PROVIDED TEXT =
# Update on our 100 Gallon-*



## FishFreaks (May 15, 2011)

This is our 100 Gallon Aquarium. We've shown our tank on here before but our fish have grown so much we thought we'de give an update!
To give a reminder..This is what we started with:









This is what our tank looks like now...









About 4 months ago we bought a Texas Cichlid from King Ed's. Honestly he was only half an inch big, and got ick within the first month we had him.









Now he's absolutely beautiful with his pearls and his light blue colour.









We have our flowerhorn's aswell. One is a SuperRed Dragon/Fader and we brought him home from Island Pets about 3 months ago. He was about 2 inches back then and about 4 1/2 inches now. Also, I think this is a Killin Parrotfish, we got him from FishWorld, just a month ago. These fish just started fighting and lip locking, but seemed to have stopped.









And last we have the Redhead Cichlid, we bought this fish from Gale @ Petland. Wow, we've had him for about 2 1/2 months now and it has probably grown atleast 4 inches. It's honestly one of our nicest fish! This cichlid is about 51/2 inches now.









Thanks for looking, please send me your comments!​


----------



## trevorhoang (Oct 13, 2010)

wonderful tanks. i dont have room for any tanks past 50G. i would raise an arawana if i could


----------

WORK ORDER 1 =
Return the listing's lines unchanged, starting with the first line of the listing and going on through the line with "positive clicks: (858, 125)".

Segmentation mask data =
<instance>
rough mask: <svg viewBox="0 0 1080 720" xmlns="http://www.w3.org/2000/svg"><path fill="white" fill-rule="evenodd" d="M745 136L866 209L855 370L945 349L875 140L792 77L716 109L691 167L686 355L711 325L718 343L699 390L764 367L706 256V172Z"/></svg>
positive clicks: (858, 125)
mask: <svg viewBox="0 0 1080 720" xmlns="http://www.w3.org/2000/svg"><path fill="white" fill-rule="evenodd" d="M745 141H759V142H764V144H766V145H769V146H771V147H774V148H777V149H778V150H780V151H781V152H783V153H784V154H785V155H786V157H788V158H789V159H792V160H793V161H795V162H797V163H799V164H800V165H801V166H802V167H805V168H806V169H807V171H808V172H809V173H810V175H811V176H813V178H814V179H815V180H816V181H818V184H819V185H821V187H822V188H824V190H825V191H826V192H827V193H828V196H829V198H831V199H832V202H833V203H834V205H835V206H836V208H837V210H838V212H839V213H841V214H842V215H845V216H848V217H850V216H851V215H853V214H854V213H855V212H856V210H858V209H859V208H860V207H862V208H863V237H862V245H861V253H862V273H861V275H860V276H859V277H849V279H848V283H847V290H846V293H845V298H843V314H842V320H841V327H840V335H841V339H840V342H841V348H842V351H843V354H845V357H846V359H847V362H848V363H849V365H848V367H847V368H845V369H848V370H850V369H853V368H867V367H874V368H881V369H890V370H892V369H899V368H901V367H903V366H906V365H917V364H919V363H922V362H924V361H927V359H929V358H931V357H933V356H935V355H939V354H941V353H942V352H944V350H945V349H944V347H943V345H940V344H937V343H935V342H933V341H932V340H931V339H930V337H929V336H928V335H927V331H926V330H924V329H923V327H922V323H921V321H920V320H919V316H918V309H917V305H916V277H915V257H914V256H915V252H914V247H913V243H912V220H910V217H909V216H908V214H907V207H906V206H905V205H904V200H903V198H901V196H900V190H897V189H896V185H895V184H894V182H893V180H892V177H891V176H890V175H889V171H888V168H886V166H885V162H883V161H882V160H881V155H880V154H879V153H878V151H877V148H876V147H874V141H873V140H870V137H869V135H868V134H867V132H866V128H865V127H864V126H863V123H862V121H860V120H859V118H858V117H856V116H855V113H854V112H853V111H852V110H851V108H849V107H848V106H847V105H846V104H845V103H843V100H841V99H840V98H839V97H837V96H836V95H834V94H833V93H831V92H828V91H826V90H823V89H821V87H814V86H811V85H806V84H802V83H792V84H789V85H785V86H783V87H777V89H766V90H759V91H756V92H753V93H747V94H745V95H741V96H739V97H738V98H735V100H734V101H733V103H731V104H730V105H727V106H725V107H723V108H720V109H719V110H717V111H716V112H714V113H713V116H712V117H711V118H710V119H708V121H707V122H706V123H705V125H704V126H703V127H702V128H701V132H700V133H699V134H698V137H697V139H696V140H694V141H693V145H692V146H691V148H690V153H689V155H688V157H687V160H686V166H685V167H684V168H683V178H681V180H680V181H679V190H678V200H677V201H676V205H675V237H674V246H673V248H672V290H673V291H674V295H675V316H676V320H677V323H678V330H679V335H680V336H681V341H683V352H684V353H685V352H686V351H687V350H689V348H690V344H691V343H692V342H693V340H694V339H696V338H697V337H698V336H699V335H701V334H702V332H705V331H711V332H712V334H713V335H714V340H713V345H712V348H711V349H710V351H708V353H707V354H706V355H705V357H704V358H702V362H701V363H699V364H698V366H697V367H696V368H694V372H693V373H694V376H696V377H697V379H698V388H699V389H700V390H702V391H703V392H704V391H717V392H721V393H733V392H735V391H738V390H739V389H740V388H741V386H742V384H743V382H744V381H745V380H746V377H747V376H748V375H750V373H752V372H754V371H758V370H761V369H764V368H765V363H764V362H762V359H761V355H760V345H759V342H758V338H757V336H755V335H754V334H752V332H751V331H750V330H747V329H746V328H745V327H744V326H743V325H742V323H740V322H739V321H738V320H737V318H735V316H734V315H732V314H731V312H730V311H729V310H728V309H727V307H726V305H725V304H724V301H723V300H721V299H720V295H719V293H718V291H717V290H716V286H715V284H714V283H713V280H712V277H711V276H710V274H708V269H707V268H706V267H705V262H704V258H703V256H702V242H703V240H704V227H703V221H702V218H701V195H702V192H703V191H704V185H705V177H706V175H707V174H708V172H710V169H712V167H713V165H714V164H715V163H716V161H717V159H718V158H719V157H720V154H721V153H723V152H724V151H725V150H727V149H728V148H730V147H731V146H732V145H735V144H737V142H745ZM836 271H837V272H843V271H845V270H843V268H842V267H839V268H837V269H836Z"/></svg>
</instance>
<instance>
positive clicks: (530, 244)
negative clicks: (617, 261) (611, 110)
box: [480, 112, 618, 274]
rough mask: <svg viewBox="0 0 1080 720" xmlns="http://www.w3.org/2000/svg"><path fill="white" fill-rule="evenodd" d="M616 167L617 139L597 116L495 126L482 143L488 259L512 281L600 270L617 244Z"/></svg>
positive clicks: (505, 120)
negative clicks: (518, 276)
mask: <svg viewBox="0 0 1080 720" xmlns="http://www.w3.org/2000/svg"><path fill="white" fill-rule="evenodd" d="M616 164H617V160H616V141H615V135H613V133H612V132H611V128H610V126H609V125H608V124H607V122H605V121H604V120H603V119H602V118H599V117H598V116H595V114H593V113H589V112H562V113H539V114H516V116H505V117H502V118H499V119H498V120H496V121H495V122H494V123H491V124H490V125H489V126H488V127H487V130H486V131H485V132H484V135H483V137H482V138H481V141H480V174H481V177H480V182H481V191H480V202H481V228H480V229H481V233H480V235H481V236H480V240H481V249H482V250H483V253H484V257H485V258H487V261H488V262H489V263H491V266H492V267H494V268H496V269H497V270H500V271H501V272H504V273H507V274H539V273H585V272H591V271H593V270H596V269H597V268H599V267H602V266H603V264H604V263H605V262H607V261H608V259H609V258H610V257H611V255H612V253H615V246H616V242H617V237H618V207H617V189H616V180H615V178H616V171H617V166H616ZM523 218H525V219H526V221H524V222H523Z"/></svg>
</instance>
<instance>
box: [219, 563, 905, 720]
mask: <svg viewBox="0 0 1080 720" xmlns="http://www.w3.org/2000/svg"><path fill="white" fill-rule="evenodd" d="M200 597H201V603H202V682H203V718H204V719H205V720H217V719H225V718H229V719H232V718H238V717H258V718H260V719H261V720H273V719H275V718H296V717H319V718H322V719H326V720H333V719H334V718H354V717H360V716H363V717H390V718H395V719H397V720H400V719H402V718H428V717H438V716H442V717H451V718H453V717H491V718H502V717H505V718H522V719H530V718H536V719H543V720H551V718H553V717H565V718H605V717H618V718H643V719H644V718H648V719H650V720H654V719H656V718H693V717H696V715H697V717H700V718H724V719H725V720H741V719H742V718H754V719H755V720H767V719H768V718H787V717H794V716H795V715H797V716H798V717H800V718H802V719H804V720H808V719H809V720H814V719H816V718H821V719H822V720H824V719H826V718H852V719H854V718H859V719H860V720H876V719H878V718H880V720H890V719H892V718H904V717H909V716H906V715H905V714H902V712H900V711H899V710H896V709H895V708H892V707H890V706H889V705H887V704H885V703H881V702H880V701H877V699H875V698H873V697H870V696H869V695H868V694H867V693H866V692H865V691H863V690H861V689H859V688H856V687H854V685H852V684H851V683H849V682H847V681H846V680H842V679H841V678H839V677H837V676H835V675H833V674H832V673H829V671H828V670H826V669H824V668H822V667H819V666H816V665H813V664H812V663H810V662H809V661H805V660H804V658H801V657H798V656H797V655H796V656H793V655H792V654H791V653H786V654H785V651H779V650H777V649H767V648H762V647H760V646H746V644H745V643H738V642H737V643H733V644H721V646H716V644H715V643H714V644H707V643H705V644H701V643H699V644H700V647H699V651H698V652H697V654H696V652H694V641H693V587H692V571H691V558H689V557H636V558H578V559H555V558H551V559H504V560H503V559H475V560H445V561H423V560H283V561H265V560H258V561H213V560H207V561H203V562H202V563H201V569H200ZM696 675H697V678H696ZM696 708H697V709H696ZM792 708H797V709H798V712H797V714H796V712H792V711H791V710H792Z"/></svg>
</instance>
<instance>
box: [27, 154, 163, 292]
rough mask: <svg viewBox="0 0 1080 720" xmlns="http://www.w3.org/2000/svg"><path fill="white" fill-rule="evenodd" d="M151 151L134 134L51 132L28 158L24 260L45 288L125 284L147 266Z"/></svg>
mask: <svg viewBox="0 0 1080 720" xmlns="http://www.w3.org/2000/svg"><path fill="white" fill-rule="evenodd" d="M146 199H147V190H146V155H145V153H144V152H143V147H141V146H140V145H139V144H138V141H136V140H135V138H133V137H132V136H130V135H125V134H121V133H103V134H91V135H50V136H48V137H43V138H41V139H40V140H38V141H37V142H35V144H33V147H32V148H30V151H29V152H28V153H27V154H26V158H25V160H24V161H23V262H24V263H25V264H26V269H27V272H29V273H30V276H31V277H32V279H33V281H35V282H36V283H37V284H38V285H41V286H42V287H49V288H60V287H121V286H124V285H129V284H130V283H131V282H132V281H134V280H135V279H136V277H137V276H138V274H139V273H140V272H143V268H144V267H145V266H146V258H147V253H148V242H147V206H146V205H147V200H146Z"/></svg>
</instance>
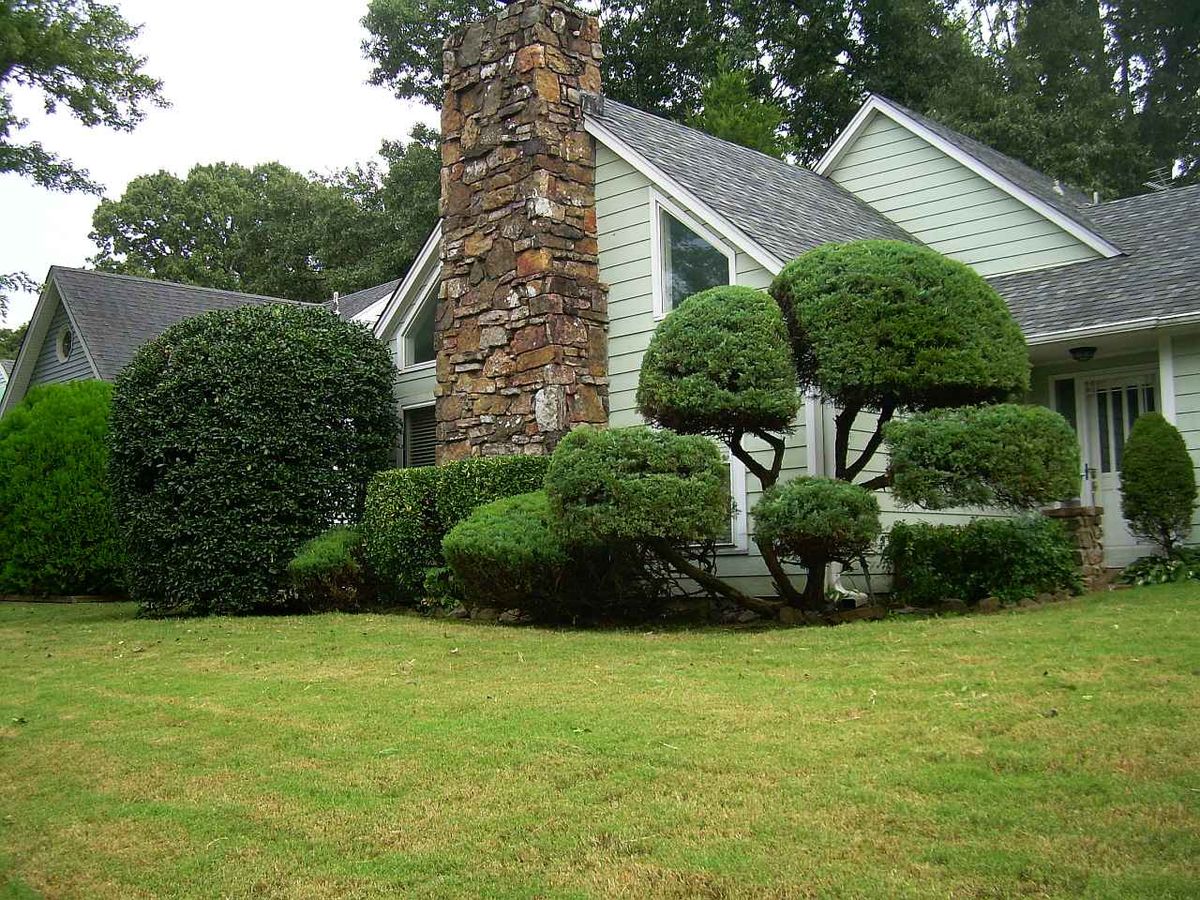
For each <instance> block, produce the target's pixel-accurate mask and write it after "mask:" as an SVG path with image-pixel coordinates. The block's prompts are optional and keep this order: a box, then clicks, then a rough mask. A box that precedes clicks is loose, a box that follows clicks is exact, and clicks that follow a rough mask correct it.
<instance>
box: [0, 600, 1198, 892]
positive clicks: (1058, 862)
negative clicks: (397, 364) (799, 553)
mask: <svg viewBox="0 0 1200 900" xmlns="http://www.w3.org/2000/svg"><path fill="white" fill-rule="evenodd" d="M0 816H2V821H0V884H4V887H2V888H0V896H37V895H46V896H55V898H58V896H65V898H107V896H120V898H143V896H145V898H160V896H188V898H192V896H194V898H216V896H264V898H275V896H280V898H293V896H295V898H334V896H337V898H343V896H352V898H368V896H388V895H406V896H572V898H574V896H605V898H607V896H680V898H684V896H686V898H692V896H788V898H791V896H809V895H812V896H988V898H995V896H1013V895H1026V896H1080V895H1091V896H1114V898H1116V896H1122V898H1124V896H1153V898H1168V896H1196V895H1198V893H1200V590H1198V588H1196V587H1194V586H1168V587H1158V588H1145V589H1139V590H1129V592H1121V593H1115V594H1108V595H1103V596H1093V598H1087V599H1082V600H1078V601H1072V602H1067V604H1061V605H1056V606H1050V607H1043V608H1036V610H1022V611H1016V612H1010V613H1002V614H998V616H991V617H972V618H953V619H940V620H906V622H887V623H877V624H859V625H851V626H844V628H839V629H798V630H774V631H720V630H698V631H667V632H653V631H619V632H600V631H547V630H534V629H505V628H502V626H493V625H480V624H472V623H460V622H437V620H428V619H420V618H412V617H401V616H338V614H329V616H317V617H311V618H247V619H208V620H191V622H151V620H138V619H136V618H133V608H132V607H131V606H128V605H80V606H52V605H13V604H7V605H0Z"/></svg>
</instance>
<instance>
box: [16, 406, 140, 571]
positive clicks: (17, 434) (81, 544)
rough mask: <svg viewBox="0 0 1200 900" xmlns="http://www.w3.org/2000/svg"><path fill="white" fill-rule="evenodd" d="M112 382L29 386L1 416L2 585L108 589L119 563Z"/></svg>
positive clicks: (121, 558) (119, 536)
mask: <svg viewBox="0 0 1200 900" xmlns="http://www.w3.org/2000/svg"><path fill="white" fill-rule="evenodd" d="M110 397H112V386H110V385H108V384H106V383H103V382H71V383H67V384H53V385H43V386H38V388H34V389H31V390H30V391H29V394H26V395H25V397H24V398H23V400H22V402H20V403H18V404H17V406H16V407H13V408H12V409H11V410H8V413H7V414H6V415H5V416H4V419H0V593H13V594H107V593H113V592H116V590H119V589H120V586H121V569H122V565H124V562H125V554H124V548H122V541H121V539H120V536H119V533H118V529H116V522H115V520H114V517H113V508H112V502H110V497H109V490H108V444H107V437H108V413H109V398H110Z"/></svg>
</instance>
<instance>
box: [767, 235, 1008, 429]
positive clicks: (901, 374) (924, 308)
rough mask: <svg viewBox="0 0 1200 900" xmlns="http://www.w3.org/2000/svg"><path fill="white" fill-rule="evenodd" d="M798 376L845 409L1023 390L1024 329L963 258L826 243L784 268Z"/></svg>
mask: <svg viewBox="0 0 1200 900" xmlns="http://www.w3.org/2000/svg"><path fill="white" fill-rule="evenodd" d="M770 293H772V295H773V296H774V298H775V300H778V301H779V305H780V306H781V307H782V310H784V316H785V320H786V322H787V326H788V330H790V331H791V336H792V344H793V355H794V359H796V366H797V373H798V376H799V380H800V383H802V384H803V385H804V386H806V388H814V389H816V390H820V391H821V392H822V394H823V395H824V396H827V397H832V398H834V400H836V401H838V402H839V403H841V404H842V406H845V407H854V408H860V409H875V410H884V409H893V410H896V412H899V410H904V409H930V408H934V407H954V406H965V404H971V403H990V402H997V401H1004V400H1009V398H1012V397H1014V396H1019V395H1022V394H1025V392H1026V391H1027V390H1028V385H1030V362H1028V353H1027V350H1026V346H1025V338H1024V337H1022V336H1021V330H1020V328H1019V326H1018V324H1016V322H1015V319H1013V316H1012V313H1009V311H1008V307H1007V306H1006V305H1004V301H1003V300H1002V299H1001V298H1000V294H997V293H996V292H995V289H992V287H991V286H990V284H988V282H986V281H984V278H983V277H980V276H979V275H978V274H977V272H976V271H974V270H973V269H971V268H970V266H967V265H964V264H962V263H958V262H955V260H953V259H948V258H946V257H943V256H942V254H940V253H937V252H936V251H932V250H929V248H928V247H920V246H917V245H916V244H906V242H904V241H884V240H866V241H856V242H853V244H828V245H824V246H821V247H817V248H816V250H812V251H809V252H808V253H805V254H804V256H802V257H799V258H797V259H794V260H793V262H791V263H788V264H787V265H786V266H784V269H782V271H780V274H779V275H778V276H776V277H775V281H774V282H773V283H772V287H770Z"/></svg>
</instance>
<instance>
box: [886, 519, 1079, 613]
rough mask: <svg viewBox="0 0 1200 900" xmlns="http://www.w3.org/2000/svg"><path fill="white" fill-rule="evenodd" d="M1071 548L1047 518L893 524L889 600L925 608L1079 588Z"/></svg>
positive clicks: (1071, 550)
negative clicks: (919, 606)
mask: <svg viewBox="0 0 1200 900" xmlns="http://www.w3.org/2000/svg"><path fill="white" fill-rule="evenodd" d="M1075 557H1076V551H1075V547H1074V545H1073V542H1072V540H1070V538H1069V535H1068V534H1067V532H1066V529H1064V528H1063V527H1062V524H1061V523H1060V522H1055V521H1052V520H1050V518H1046V517H1044V516H1024V517H1020V518H978V520H976V521H973V522H971V523H968V524H965V526H937V524H928V523H917V522H898V523H896V524H894V526H893V527H892V532H890V534H888V538H887V542H886V548H884V559H886V560H887V562H888V563H889V564H890V566H892V570H893V588H892V589H893V598H894V599H895V600H898V601H899V602H902V604H910V605H913V606H928V605H931V604H937V602H941V601H942V600H947V599H958V600H962V601H965V602H968V604H976V602H978V601H979V600H983V599H984V598H988V596H996V598H1000V599H1001V600H1004V601H1008V602H1015V601H1016V600H1021V599H1025V598H1030V596H1034V595H1037V594H1040V593H1045V592H1055V590H1079V572H1078V570H1076V566H1075Z"/></svg>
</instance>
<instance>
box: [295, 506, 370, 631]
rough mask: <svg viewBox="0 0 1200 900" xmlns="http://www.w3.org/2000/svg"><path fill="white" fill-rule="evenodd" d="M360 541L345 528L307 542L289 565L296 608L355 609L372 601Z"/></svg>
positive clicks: (360, 537) (369, 584)
mask: <svg viewBox="0 0 1200 900" xmlns="http://www.w3.org/2000/svg"><path fill="white" fill-rule="evenodd" d="M361 546H362V538H361V535H360V534H359V532H358V529H355V528H349V527H348V526H337V527H335V528H330V529H329V530H328V532H325V533H324V534H320V535H318V536H316V538H313V539H312V540H311V541H307V542H306V544H305V545H304V546H301V547H300V550H299V551H298V552H296V554H295V557H293V559H292V562H290V563H288V577H289V578H290V580H292V587H293V589H294V592H295V599H296V602H298V604H299V606H301V607H302V608H305V610H310V611H320V610H358V608H361V607H362V606H364V605H366V604H368V602H370V601H371V599H372V593H373V592H372V590H371V584H370V583H368V581H367V580H366V577H365V572H364V569H362V564H361V563H360V562H359V553H360V550H361Z"/></svg>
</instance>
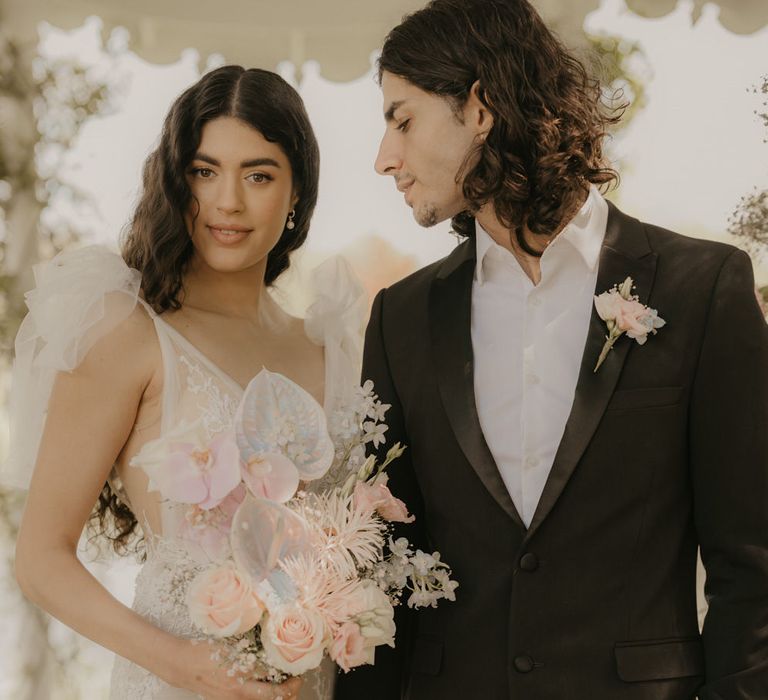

WORK ORDER 2 =
Retype the part of the aquarium thread starting with "And last we" and going on through "51/2 inches now.", word for word.

RESPONSE 1 =
<instance>
rough mask: <svg viewBox="0 0 1080 720" xmlns="http://www.w3.org/2000/svg"><path fill="white" fill-rule="evenodd" d="M745 136L866 209L855 370L945 349L875 140L792 77L716 109L691 167L686 355L711 325L718 343L699 390L764 367L706 256V172Z"/></svg>
positive clicks: (858, 125)

RESPONSE 2 =
And last we have the Redhead Cichlid, we bought this fish from Gale @ Petland. Wow, we've had him for about 2 1/2 months now and it has probably grown atleast 4 inches. It's honestly one of our nicest fish! This cichlid is about 51/2 inches now.